**Instructions to follow**
Taking the line with "Practice step: point at the pointed" as the first and the last line of the listing as the final one, please copy exactly those lines and no others, without pictures.

**Data for review**
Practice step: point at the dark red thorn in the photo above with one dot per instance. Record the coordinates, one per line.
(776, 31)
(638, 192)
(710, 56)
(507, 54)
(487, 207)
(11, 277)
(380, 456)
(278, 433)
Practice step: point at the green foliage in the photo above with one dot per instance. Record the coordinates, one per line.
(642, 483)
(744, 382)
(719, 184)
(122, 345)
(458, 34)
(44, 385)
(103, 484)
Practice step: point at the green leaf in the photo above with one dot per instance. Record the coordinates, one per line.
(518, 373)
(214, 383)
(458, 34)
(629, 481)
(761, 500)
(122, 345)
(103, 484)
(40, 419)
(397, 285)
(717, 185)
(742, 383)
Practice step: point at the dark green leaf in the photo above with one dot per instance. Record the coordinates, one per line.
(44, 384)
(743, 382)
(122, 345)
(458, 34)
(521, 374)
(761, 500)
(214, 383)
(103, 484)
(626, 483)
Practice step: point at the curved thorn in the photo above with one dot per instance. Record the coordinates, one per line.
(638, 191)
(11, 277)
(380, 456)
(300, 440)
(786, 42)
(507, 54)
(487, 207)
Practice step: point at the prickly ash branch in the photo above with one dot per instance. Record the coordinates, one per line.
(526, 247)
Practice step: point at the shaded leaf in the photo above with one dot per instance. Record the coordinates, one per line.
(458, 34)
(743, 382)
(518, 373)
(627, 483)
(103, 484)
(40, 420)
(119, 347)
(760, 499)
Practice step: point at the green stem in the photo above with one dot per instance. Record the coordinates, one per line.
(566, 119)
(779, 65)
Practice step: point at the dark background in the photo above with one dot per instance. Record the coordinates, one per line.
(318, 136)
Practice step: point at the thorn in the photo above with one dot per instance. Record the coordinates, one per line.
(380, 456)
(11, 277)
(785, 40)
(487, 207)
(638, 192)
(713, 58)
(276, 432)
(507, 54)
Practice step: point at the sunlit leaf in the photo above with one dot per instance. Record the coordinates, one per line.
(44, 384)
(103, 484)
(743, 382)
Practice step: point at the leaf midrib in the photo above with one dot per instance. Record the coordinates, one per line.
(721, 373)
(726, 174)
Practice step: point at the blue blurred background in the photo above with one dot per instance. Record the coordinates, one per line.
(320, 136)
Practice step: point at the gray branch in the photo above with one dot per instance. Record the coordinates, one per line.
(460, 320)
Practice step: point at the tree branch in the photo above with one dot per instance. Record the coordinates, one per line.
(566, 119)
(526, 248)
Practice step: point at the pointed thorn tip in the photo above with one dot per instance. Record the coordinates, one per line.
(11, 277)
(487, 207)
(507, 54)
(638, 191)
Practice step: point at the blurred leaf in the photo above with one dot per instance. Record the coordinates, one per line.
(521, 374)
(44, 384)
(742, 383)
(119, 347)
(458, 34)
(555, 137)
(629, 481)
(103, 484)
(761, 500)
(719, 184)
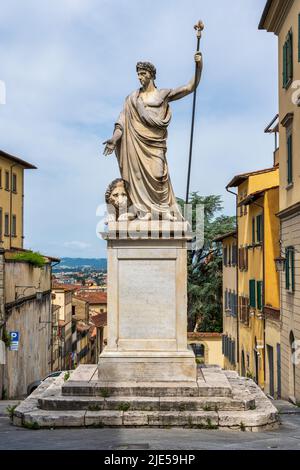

**The completed task**
Practice step: point at the pointed thorn tip in the photo above with one dot per instance. Record the coordinates, one per line.
(11, 277)
(487, 207)
(507, 54)
(638, 191)
Practice step: point at the blurred leaf in the photo above with one dot per instance. Record the coordinates, one per line.
(521, 374)
(44, 384)
(742, 383)
(119, 347)
(458, 34)
(555, 137)
(629, 481)
(103, 484)
(761, 500)
(719, 184)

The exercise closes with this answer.